--- BEGIN Given text ---

I will warn those culture vultures and Medieval maniacs that Nantes is not a ‘pretty’ place, rather a working one, built on fishing, shipbuilding and biscuits (LU’s Petit Ecoliers come hail from here). It bursts with affluence and the glitz and glamour someone might associate with a major city, yet it is only a minor player.
The layout is stereotypical, grand boulevards cut through sections of non-linear streets, punctuated here and there by squares teeming with ornate churches, casual cafes and rip-off restaurants.
Arriving at 9:00am on a Saturday, I found that the city was yet to awaken - it was deathly quiet as I pitched up at my cheap, but very cheerful hotel! Dumping my bags, I headed off to explore and grab a cup of coffee. The local square was characterised by a large fountain and families enjoying their baguettes avec buerre et confiture, the sky was ominous, the climate hazy. Having only had four hours sleep the night before, I was in need of something to perk me up. Alighting on a tabac I found my first opportunity.
I have never really been a cigarette smoker and had fully intended to enjoy a cigar or two on this trip. However, my eyes alighted on a packet of Gitanes Filtre and I instantly knew that this would be my choice. No longer available in the UK the might Gitane conjure up a real sense of nostalgia, my father’s brand of choice, the smell took me back to the rugged landscape of the Lot-Garonne in the south west of France.

--- END Given text ---
--- BEGIN Given information ---

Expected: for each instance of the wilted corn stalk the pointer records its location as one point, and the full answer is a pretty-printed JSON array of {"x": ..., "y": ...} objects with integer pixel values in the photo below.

--- END Given information ---

:: Problem description ::
Continue the Nantes travel account from the end of its final sentence. The listing plays no part in what follows.

:: Answer to the exercise ::
I quickly found a cafe, “un Muscadet s’il vous plait”, I said with confidence. No one batted an eyelid, the fact that I was ordering a glass of wine at 10:30am seemed entirely normal. Anyway, it was my holiday, so restraint be damned! One wanted to say about the wine that it was ‘Heaven with Gitanes...’ (a Brideshead reference for my more literary followers). All I needed now was a stripy jumper, a plate of oysters and ecrevettes (large prawns) and the look would be complete. After all this procrastination, it was time for lunch.
The Gallette (buckwheat pancake) is synonymous with the area around Nantes and seemingly there was an establishment on each corner offering all manner of sweet and savoury fillings. there was a place the guide recommended, and yes, it was near my hotel. I pitched up, but it looked tacky and soulless compared to the one next to it. So it was that I took the road less travelled by, not for the first time in my life, and went to the smaller, rather less ‘bells and whistles’ establishment.
As soon as I stepped over the threshold, I knew I wanted one of the famous Breton ciders, clear and flat, it’s served by the china bowl (boelee) and decanted from a pottery jug. It slipped down a treat as I tucked into a Gallette filled with onions, ham, cheese and of course, the obligatory egg, with an irresistibly runny yolk! This was quickly followed by a flambeed crepe topped with rum and raisins. It was a fine meal and a perfect introduction to my quest to sample as much regional cuisine as possible.
The afternoon was spent pootling around town, stopping every now and then for a refresher. One place, Comedie de Vins, springs to mind where dry white wine played off against a plate of salty sardines and a bowl of saucisson as the sky became clear and the evening sun shone on my brow.
Here I take a moment to pause... as dinner deserves a short, stand alone post, given that it was one of the two big meals that I decided to indulge in on this bloody good adventure...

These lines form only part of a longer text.